- [What to do] Update every record below by changing "bounding boxes" to "enclosing rectangles", leaving everything else as it is.

- [Records provided]
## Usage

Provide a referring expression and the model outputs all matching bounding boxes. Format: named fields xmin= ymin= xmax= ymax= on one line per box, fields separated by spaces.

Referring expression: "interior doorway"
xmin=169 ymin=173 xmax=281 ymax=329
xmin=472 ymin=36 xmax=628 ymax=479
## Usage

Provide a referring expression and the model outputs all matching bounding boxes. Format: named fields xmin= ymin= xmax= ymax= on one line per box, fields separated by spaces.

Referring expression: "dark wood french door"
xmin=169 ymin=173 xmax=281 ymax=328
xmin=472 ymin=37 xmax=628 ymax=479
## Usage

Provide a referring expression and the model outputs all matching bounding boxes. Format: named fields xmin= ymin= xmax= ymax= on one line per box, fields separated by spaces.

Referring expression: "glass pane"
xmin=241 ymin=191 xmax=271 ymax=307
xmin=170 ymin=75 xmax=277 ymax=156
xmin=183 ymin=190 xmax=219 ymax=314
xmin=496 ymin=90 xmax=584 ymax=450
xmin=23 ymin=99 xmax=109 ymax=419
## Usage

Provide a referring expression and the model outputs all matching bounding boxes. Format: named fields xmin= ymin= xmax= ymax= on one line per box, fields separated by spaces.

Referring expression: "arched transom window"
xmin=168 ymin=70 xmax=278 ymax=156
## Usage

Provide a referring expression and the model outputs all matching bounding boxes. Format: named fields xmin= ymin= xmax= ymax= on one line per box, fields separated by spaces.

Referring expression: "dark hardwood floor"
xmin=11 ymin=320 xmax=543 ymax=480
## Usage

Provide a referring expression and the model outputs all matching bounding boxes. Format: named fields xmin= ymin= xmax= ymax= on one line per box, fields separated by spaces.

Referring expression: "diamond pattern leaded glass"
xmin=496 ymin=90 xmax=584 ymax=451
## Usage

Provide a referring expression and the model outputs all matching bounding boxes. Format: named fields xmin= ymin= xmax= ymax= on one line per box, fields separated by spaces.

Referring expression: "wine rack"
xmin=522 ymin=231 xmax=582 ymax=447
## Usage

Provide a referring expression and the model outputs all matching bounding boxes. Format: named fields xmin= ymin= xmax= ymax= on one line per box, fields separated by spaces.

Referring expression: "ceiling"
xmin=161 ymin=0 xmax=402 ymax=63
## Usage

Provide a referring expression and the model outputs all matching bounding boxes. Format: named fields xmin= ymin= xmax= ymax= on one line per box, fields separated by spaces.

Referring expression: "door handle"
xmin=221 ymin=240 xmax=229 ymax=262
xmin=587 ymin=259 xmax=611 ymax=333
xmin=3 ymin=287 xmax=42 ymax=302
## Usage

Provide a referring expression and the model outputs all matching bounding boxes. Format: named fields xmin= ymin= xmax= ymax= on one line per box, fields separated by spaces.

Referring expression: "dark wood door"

- [Finished task]
## Usage

Provide a referring expression and the model outputs all matching enclosing rectangles. Format: named fields xmin= ymin= xmax= ymax= on one line per box, fields separated by spaces.

Referring expression: "interior doorway"
xmin=169 ymin=173 xmax=281 ymax=329
xmin=472 ymin=36 xmax=628 ymax=479
## Usage

Provide a referring expression and the model outputs all matching enclosing rectangles. Format: named fields xmin= ymin= xmax= ymax= on one line per box, fields separated by spaces.

Referring expression: "dark wood french door"
xmin=169 ymin=173 xmax=281 ymax=328
xmin=472 ymin=37 xmax=628 ymax=479
## Usage

Provide a referring expression and the model outputs all matching enclosing rectangles. Format: named fields xmin= ymin= xmax= ymax= on one line per box, fields separated by spaces.

Referring expression: "glass pane"
xmin=241 ymin=191 xmax=271 ymax=307
xmin=170 ymin=75 xmax=277 ymax=156
xmin=183 ymin=190 xmax=219 ymax=314
xmin=496 ymin=90 xmax=584 ymax=450
xmin=23 ymin=99 xmax=109 ymax=419
## Usage

Provide a referring expression and the model outputs all matching enclosing rectangles. Format: named fields xmin= ymin= xmax= ymax= on one line per box, fields separated by spaces.

Referring expression: "arched transom window"
xmin=168 ymin=70 xmax=278 ymax=156
## Usage

Provide a referring expression and the model outputs all matching enclosing rectangles. Format: named fields xmin= ymin= xmax= ymax= on one line per box, fields separated by spaces.

Referring expression: "dark hardwood floor"
xmin=11 ymin=320 xmax=543 ymax=480
## Usage

Provide a referring expression and the model outputs all matching enclosing rectangles. Format: named fields xmin= ymin= xmax= ymax= on one line per box, fields separated by spaces.

Referring expression: "diamond pattern leaded glass"
xmin=496 ymin=90 xmax=584 ymax=451
## Usage

Provide a referring expression and the model outputs all matching enclosing rectangles. Format: named fields xmin= ymin= xmax= ymax= on one line per box, fields separated by spaces.

Referring expression: "wine rack"
xmin=522 ymin=231 xmax=582 ymax=447
## Usage

Provide a referring expression and the model outputs all matching enclosing rectangles. Format: named fields xmin= ymin= xmax= ymax= on one line per box, fields separated by spaces.

Referring expression: "ceiling"
xmin=161 ymin=0 xmax=402 ymax=63
## Usage

Provide a referring expression and the model outputs all matching enclosing rectangles. Format: named fields xmin= ymin= xmax= ymax= on one line per box, fields separated by spaces.

Referring expression: "door handle"
xmin=221 ymin=240 xmax=229 ymax=262
xmin=587 ymin=259 xmax=611 ymax=333
xmin=3 ymin=287 xmax=42 ymax=302
## Usage

Provide a referring expression and the model outputs all matching enclosing rectangles. Format: named fields xmin= ymin= xmax= ymax= on one line per box, fields separated by spaces.

Referring expression: "dark wood door"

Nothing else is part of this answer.